#### Goal of the exercise:
Copy all of the material below word for word, leaving out no line.

'''

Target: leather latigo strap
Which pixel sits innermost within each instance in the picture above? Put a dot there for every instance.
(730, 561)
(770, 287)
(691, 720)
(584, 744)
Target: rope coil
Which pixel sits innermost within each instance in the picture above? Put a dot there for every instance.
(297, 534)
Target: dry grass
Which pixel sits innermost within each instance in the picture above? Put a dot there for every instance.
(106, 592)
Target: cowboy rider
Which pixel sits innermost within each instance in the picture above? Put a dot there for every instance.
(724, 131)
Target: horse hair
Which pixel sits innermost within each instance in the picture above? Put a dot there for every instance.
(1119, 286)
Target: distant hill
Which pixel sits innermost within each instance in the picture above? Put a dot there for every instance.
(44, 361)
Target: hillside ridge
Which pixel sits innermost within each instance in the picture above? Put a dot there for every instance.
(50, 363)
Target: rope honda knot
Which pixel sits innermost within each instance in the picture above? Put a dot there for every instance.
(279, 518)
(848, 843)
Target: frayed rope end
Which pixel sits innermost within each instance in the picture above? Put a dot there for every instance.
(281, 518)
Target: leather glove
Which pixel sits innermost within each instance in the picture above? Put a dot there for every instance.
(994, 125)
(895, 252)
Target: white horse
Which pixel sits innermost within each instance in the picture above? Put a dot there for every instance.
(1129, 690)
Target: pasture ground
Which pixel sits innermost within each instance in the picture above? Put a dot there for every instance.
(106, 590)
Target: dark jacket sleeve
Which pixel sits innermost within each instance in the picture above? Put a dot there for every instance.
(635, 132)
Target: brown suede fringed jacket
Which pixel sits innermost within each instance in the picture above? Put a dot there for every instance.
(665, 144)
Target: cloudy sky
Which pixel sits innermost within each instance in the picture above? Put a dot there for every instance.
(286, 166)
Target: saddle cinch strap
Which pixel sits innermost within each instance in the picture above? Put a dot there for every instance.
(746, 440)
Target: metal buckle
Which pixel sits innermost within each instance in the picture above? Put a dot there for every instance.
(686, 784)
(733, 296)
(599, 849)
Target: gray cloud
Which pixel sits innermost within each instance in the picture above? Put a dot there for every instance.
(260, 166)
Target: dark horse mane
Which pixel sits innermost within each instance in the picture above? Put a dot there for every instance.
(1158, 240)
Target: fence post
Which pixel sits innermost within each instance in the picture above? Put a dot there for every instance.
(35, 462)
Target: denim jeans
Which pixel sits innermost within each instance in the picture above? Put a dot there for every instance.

'''

#### Task result:
Target: leather latigo strap
Which pixel sits innermost within each instance in the picture above? Put a dot there for every instance.
(730, 561)
(770, 287)
(691, 720)
(584, 744)
Target: rope coil
Which pixel sits innermost within each instance in the picture above? Put a dot there for every instance.
(297, 534)
Target: dry grass
Which pixel sits innermost within each instance in the picture above? Put a dot there for every instance.
(106, 592)
Target: cowboy rider
Which pixel sits innermost within each instance in the picture above? Put a dot there for every instance.
(724, 131)
Target: horse hair
Which pixel sits innermost within each instance in the picture above? Put a dot there for every instance.
(1119, 286)
Target: distant hill
Which pixel sits innermost within each instance in the picture above? Put a dot there for every instance.
(44, 361)
Target: hillside ridge
Which pixel sits innermost within each instance in the picture above? Put a dot there for every instance.
(50, 363)
Target: rope honda knot
Which pixel sits innermost within each instance in the picture above? Put a dot there for every instance.
(279, 518)
(848, 843)
Target: frayed rope end
Which pixel sits innermost within each instance in the picture above? Put a dot there for every instance.
(281, 518)
Target: leather glove
Which pixel sits innermost within each instance in the picture above? Put a dot there for every instance.
(994, 125)
(895, 252)
Target: white horse
Which pixel sits innermost within each instance in the picture above? Put a dot there for every instance.
(1129, 690)
Target: pasture ground
Which pixel sits innermost within each instance in the picture above? Put a dot there for every instance.
(106, 590)
Target: dark jacket sleeve
Which pixel sits innermost within each instance in the picture above? Put a dot there for every instance.
(635, 132)
Target: brown suede fringed jacket
Which pixel sits innermost within each instance in the picture above? Put a dot there for every instance.
(665, 144)
Target: cloudy sky
Which pixel sits innermost within each instance in the picture above? Put a dot there for every instance.
(286, 166)
Target: saddle cinch strap
Which pixel sits innermost within each instance in the picture above? Put a dot there for every instance.
(746, 440)
Target: metal buckle
Which pixel sits innermost within each instance in the picture above? Put a dot there for every instance.
(686, 784)
(733, 296)
(599, 849)
Target: gray cloud
Which pixel sits innermost within each instance in the picture above? Put a dot there for every instance.
(260, 166)
Target: dark horse mane
Which pixel sits innermost within each instance in the picture above? Put a dot there for every instance.
(1158, 240)
Target: fence post
Which pixel sits innermost within each instance in the picture above? Put a dot there for every instance.
(35, 462)
Target: denim jeans
Which pixel sits innermost within each instance in the picture above? Put a dot there for every instance.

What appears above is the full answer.